EXERCISE INSTRUCTIONS - Write out, word for word, every line from the one containing "Target — front door handle" through the last line of the records below, both ends included.

RECORD LIST -
--------
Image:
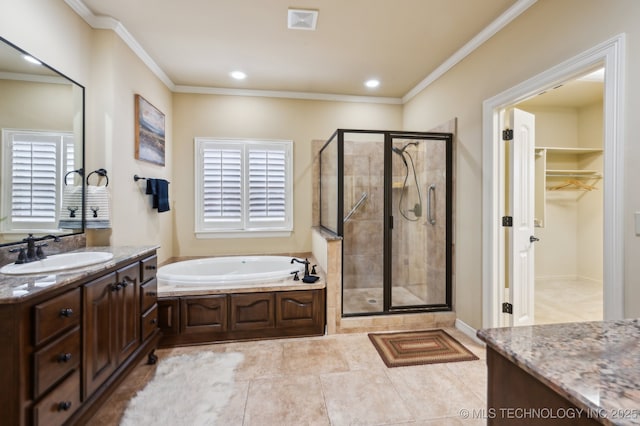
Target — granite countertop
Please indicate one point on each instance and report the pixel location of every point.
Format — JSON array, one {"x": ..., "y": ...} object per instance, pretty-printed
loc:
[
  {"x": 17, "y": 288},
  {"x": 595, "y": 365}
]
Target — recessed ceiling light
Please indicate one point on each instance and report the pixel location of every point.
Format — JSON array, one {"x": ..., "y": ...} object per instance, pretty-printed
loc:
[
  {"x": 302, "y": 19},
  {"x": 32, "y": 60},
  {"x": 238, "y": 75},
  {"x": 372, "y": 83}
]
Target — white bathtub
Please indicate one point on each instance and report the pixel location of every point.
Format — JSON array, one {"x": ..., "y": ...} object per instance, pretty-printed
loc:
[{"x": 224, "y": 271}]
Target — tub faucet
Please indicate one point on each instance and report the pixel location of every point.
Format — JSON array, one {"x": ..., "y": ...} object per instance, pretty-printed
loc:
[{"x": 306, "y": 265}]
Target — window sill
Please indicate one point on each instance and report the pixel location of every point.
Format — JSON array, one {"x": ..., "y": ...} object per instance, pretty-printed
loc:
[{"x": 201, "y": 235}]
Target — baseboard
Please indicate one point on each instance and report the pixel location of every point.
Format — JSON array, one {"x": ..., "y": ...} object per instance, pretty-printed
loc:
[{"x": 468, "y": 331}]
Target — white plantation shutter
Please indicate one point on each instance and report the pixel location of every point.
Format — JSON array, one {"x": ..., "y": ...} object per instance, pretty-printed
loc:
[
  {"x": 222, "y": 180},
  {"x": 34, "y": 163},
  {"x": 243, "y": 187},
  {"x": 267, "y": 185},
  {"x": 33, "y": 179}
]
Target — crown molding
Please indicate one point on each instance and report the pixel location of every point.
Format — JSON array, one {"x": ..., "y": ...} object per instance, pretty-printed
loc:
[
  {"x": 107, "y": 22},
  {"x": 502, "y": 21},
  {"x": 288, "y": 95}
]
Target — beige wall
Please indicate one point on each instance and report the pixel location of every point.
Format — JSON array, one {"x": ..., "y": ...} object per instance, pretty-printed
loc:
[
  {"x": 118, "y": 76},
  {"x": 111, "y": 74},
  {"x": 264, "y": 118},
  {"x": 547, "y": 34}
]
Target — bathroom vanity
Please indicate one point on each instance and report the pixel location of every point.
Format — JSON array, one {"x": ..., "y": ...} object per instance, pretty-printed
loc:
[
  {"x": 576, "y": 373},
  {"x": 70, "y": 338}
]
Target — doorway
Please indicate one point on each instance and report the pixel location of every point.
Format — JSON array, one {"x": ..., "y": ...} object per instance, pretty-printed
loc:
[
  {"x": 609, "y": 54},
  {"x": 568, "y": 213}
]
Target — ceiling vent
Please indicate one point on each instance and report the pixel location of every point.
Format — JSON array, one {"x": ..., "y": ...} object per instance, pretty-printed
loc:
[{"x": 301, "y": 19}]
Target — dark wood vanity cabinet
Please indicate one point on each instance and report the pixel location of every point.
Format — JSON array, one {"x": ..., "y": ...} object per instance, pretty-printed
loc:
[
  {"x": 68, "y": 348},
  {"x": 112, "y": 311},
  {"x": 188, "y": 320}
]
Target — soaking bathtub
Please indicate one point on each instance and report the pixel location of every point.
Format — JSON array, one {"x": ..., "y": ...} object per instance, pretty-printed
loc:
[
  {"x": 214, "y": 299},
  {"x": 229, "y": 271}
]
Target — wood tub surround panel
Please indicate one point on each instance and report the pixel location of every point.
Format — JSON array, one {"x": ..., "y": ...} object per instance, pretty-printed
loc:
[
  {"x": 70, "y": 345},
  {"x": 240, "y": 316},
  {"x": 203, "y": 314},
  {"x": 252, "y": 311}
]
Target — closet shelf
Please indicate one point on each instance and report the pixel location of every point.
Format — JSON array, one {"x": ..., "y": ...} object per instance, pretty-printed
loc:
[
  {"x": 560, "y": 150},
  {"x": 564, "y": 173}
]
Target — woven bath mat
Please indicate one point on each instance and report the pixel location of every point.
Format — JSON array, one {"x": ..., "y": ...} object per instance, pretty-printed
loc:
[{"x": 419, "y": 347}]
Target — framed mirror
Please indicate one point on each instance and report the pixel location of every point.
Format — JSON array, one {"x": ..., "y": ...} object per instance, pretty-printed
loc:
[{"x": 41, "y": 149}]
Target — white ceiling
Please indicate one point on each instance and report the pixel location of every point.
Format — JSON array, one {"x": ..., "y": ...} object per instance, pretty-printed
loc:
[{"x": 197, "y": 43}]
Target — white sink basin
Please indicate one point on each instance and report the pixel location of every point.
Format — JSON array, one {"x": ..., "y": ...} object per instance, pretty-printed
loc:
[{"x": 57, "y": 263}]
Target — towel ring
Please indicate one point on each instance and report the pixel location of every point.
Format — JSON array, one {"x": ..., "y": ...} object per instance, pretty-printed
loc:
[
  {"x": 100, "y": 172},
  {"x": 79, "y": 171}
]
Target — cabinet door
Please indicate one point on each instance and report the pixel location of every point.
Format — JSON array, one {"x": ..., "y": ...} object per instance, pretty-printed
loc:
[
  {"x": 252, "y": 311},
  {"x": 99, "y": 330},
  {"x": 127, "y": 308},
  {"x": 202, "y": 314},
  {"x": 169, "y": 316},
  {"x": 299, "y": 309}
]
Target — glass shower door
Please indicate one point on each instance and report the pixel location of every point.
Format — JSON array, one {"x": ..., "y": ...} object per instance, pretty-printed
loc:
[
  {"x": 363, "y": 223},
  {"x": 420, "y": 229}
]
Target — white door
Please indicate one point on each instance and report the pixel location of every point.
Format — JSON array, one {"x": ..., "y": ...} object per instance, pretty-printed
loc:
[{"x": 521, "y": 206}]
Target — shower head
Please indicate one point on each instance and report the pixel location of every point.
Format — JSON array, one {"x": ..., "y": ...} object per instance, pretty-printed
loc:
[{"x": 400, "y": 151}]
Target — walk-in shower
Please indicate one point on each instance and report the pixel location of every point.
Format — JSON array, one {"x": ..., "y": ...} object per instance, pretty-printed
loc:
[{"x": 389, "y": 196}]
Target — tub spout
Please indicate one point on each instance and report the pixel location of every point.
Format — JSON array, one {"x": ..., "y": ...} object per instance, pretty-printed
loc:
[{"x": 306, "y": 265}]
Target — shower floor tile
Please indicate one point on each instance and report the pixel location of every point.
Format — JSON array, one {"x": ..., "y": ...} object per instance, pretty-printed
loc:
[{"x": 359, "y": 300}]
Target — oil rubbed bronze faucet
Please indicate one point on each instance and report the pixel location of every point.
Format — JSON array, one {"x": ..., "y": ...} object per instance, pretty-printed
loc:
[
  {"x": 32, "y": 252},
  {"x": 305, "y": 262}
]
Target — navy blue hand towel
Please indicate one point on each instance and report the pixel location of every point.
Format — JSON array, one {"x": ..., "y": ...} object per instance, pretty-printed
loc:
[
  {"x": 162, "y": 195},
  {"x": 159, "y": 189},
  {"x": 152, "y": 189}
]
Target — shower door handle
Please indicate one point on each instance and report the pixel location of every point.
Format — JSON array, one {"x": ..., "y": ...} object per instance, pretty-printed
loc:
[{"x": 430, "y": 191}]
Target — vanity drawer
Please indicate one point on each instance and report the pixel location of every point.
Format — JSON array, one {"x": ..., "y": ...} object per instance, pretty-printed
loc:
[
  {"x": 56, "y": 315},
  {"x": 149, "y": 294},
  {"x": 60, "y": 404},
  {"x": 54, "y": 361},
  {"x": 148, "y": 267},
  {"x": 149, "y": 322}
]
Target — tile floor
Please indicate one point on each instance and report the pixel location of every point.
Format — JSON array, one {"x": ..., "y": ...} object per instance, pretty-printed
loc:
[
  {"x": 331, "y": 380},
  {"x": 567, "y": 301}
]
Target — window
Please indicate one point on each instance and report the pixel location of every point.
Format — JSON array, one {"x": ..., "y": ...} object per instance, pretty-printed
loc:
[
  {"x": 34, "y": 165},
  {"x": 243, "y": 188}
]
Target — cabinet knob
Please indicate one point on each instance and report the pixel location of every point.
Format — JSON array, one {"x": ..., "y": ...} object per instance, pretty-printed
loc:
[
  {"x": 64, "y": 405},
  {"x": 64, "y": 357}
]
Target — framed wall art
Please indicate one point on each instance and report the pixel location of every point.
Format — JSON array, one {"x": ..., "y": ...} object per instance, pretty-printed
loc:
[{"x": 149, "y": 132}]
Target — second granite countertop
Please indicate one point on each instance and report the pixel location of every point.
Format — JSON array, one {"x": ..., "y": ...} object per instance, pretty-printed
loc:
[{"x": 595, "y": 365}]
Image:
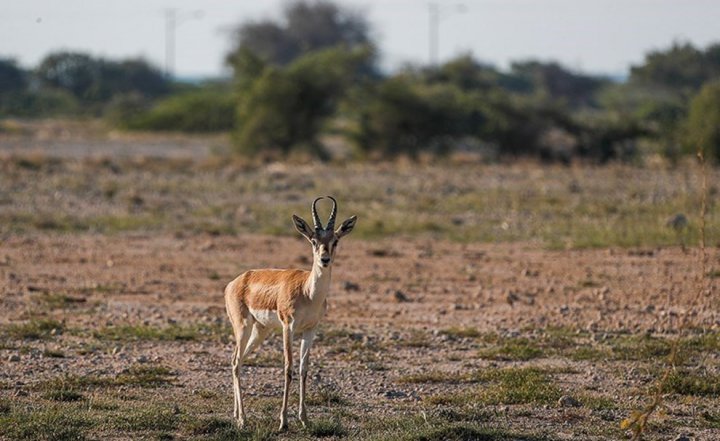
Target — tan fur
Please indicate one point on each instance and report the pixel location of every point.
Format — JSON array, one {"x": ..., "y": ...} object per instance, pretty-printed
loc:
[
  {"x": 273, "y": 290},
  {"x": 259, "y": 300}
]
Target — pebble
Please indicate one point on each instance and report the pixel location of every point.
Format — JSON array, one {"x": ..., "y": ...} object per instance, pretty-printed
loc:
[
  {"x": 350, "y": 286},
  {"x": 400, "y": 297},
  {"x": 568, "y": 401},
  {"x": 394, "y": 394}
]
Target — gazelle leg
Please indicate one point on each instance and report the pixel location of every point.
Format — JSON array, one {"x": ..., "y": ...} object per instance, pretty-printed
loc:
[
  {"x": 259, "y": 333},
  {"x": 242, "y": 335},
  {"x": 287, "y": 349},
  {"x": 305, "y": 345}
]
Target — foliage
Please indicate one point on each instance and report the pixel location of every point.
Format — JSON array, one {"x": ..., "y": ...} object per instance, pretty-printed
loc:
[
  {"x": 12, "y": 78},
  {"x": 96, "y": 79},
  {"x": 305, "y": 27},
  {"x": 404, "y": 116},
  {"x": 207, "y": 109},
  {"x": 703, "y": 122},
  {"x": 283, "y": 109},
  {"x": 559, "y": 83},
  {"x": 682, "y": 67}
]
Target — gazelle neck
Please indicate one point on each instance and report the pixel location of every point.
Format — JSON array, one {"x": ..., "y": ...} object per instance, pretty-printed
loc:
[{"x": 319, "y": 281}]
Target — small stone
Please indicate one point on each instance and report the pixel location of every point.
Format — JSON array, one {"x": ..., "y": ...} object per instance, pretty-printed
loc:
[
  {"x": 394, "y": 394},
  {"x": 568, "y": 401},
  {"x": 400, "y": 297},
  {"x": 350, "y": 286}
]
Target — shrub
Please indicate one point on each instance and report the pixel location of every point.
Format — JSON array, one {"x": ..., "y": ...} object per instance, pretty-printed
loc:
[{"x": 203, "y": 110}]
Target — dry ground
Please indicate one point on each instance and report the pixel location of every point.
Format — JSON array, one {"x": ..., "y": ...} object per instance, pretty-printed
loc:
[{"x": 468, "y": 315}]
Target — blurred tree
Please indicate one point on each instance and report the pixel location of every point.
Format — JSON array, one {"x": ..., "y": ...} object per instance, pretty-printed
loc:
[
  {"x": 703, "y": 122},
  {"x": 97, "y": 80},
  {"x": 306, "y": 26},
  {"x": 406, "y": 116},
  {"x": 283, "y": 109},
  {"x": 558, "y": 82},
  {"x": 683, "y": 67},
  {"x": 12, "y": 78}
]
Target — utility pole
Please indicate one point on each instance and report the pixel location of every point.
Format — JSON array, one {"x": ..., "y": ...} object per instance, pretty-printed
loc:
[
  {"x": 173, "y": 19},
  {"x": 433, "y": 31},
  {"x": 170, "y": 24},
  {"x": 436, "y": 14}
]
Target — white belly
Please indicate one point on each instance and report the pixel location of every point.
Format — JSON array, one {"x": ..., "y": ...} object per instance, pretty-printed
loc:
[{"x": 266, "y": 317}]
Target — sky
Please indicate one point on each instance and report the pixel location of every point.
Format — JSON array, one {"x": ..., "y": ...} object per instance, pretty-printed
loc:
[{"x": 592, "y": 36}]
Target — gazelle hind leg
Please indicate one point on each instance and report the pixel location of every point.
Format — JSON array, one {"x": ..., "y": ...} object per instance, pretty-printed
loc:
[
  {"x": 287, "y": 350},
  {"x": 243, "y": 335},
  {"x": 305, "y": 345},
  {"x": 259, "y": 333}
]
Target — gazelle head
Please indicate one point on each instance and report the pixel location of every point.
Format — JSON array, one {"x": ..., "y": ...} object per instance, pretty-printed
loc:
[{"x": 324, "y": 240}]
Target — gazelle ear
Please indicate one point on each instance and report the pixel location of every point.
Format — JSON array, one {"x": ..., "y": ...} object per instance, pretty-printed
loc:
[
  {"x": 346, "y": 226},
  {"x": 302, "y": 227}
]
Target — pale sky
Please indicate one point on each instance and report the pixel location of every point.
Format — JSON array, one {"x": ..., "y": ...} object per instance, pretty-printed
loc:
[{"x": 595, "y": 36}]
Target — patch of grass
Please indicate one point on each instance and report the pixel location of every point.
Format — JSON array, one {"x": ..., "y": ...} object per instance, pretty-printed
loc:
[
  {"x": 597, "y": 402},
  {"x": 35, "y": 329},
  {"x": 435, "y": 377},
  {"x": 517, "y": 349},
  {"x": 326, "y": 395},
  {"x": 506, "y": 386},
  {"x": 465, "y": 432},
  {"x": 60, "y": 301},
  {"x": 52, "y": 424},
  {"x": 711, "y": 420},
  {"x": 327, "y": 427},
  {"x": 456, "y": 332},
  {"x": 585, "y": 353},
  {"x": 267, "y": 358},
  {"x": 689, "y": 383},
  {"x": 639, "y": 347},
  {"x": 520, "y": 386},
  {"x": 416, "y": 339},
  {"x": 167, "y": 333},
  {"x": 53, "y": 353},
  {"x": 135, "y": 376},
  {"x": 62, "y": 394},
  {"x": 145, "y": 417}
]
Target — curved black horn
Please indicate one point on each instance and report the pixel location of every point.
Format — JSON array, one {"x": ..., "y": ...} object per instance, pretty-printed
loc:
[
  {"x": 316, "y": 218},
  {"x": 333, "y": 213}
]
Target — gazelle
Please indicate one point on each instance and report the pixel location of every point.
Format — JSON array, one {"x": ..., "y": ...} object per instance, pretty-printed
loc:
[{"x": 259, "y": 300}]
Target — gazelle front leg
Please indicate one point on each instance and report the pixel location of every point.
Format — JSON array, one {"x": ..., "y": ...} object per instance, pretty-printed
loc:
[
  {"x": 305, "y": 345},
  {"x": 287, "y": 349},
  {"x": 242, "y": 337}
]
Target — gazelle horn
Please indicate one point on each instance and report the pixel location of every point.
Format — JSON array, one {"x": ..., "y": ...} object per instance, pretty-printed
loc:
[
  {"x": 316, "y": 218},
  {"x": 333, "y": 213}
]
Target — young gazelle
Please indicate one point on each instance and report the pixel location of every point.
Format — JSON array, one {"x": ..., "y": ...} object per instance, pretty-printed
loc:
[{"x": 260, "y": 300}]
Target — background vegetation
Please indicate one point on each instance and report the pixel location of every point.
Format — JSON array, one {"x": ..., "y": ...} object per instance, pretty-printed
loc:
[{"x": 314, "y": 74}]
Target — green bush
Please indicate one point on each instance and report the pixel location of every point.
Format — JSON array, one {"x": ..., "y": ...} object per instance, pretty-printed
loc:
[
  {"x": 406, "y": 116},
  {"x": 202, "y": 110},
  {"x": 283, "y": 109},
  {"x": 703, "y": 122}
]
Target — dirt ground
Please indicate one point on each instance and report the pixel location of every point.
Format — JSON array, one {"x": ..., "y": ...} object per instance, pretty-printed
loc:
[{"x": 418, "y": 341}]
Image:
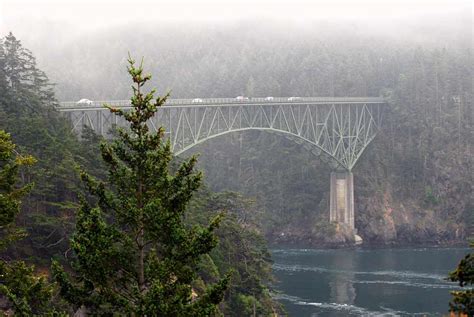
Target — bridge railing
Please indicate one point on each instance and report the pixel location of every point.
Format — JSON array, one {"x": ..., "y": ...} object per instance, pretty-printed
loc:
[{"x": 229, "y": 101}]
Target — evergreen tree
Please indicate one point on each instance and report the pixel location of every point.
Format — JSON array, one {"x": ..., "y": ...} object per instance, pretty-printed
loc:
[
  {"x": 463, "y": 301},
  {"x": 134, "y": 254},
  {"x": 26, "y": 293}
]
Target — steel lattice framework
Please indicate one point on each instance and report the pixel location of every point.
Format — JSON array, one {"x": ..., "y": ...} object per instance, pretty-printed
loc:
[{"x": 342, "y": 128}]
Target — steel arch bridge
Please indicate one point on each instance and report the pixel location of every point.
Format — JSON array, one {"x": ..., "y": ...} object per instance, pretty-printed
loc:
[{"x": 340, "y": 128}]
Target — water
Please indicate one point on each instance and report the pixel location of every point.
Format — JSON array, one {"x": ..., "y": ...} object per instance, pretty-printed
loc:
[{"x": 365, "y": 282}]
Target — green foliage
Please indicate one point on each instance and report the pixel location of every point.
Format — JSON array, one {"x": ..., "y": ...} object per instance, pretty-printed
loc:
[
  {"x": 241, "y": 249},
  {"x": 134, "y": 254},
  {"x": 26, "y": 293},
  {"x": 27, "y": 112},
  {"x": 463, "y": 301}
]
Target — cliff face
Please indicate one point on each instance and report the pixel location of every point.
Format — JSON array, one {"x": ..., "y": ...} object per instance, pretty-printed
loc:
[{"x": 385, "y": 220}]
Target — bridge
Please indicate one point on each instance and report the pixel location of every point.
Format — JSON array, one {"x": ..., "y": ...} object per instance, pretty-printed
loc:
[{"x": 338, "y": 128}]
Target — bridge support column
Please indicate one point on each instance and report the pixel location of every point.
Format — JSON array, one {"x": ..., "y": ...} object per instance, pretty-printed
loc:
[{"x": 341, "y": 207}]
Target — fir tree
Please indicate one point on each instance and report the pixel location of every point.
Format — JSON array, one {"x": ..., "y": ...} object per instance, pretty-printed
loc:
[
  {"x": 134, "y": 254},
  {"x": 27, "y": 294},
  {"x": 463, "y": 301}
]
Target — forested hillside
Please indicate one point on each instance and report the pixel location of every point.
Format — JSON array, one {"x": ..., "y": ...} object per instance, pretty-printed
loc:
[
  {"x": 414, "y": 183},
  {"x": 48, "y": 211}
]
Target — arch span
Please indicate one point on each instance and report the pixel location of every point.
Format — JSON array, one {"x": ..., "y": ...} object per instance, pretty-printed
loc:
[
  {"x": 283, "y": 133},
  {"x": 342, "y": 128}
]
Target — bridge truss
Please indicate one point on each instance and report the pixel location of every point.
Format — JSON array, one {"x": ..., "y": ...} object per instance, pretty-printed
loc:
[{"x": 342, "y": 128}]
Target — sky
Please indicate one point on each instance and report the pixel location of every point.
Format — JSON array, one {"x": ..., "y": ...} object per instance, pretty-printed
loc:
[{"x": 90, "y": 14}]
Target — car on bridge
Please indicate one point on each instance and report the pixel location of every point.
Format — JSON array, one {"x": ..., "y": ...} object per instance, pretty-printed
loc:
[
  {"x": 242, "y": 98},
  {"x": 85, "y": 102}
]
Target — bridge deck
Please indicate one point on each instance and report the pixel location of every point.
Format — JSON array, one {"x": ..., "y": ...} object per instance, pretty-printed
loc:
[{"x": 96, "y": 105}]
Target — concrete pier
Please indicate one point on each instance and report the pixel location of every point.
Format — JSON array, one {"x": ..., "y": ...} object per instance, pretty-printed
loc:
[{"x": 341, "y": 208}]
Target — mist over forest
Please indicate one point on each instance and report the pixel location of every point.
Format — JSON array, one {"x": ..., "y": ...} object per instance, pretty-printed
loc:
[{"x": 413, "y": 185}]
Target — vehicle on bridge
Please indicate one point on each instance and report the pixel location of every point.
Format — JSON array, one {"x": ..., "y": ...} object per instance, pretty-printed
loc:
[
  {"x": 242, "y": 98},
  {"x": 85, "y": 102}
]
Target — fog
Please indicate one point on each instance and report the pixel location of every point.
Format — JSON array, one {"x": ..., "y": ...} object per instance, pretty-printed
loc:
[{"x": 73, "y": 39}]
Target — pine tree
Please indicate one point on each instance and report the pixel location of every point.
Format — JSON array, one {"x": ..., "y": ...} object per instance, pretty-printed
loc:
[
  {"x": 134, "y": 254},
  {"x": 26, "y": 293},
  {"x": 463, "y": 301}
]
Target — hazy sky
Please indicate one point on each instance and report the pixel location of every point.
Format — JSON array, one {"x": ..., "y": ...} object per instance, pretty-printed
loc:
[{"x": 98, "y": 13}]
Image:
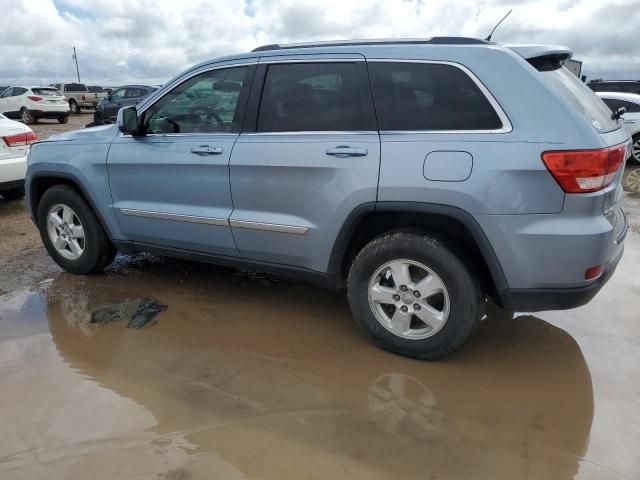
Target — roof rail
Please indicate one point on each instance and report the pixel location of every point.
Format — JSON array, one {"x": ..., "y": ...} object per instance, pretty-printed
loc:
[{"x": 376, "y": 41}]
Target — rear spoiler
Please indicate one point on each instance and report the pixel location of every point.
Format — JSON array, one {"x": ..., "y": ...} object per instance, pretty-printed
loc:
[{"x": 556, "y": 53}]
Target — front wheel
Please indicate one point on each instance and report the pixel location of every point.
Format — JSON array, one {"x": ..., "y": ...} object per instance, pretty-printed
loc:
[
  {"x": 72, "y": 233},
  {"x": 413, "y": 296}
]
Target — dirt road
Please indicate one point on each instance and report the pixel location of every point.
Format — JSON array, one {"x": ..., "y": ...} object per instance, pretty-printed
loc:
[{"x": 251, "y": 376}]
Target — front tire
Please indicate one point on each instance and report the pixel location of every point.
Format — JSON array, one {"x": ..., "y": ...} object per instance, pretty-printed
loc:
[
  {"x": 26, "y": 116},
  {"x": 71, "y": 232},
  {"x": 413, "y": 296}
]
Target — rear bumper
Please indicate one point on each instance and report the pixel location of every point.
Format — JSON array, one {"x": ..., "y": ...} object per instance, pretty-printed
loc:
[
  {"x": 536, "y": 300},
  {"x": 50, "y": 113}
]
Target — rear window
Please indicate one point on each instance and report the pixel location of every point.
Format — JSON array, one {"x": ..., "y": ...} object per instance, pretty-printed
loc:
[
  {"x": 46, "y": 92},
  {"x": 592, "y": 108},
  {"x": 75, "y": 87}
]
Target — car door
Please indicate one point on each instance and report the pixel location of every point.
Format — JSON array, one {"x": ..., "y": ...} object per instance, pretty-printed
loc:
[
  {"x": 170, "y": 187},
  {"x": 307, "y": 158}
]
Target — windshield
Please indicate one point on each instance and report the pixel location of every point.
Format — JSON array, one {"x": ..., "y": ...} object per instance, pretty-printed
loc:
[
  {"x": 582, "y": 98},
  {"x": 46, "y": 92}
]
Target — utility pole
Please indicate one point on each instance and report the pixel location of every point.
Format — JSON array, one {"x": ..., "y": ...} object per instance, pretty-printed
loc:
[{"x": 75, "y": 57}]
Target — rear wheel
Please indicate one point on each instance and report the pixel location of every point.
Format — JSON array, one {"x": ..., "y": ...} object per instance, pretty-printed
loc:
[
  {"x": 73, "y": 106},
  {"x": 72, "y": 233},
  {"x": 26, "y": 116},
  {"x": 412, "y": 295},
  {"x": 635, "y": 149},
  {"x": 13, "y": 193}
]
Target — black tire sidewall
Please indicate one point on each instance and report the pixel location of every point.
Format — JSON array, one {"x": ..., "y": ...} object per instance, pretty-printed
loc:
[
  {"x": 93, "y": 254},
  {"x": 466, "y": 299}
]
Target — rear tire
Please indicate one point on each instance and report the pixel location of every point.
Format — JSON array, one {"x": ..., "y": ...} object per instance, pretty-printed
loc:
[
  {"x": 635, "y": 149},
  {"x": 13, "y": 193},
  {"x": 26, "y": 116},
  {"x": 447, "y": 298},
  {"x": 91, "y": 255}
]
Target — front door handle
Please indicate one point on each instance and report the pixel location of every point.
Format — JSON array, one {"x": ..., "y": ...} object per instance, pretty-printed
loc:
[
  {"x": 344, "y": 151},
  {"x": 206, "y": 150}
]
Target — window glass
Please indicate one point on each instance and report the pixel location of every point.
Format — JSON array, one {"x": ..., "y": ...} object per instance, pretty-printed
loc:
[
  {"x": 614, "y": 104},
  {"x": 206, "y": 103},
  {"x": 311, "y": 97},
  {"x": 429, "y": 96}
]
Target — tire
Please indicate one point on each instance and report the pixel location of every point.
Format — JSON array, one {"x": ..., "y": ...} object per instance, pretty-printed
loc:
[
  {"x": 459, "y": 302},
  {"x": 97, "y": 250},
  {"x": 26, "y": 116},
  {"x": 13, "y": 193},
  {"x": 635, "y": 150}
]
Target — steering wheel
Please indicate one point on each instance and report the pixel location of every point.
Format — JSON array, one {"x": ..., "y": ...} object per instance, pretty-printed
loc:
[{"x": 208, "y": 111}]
--------
OUTPUT FOR THIS TASK -
Target — front door handle
Please indicate one point on each instance and report the pixel location of every point.
Format — JSON array, one {"x": ..., "y": ...} object per instance, pretty-printed
loc:
[
  {"x": 344, "y": 151},
  {"x": 206, "y": 150}
]
Target — window glass
Please indicate one point on each instance and report the pixel location of every point.
Format — JSON array, one {"x": ..., "y": ...} object per instance, pretty-printed
loc:
[
  {"x": 614, "y": 104},
  {"x": 206, "y": 103},
  {"x": 311, "y": 97},
  {"x": 429, "y": 96}
]
Target — tire
Please indicate one point on each instance and report the pixel location of every point.
Format — JSON array, one {"x": ..., "y": ...} object per instance, pretty-printed
loc:
[
  {"x": 459, "y": 302},
  {"x": 97, "y": 250},
  {"x": 26, "y": 116},
  {"x": 13, "y": 193},
  {"x": 635, "y": 150}
]
Target — steering wheel
Please indicate one point on each instance and report the pixel location of every point.
Format — JSON array, one {"x": ..., "y": ...} object per instance, pretty-printed
loc:
[{"x": 208, "y": 111}]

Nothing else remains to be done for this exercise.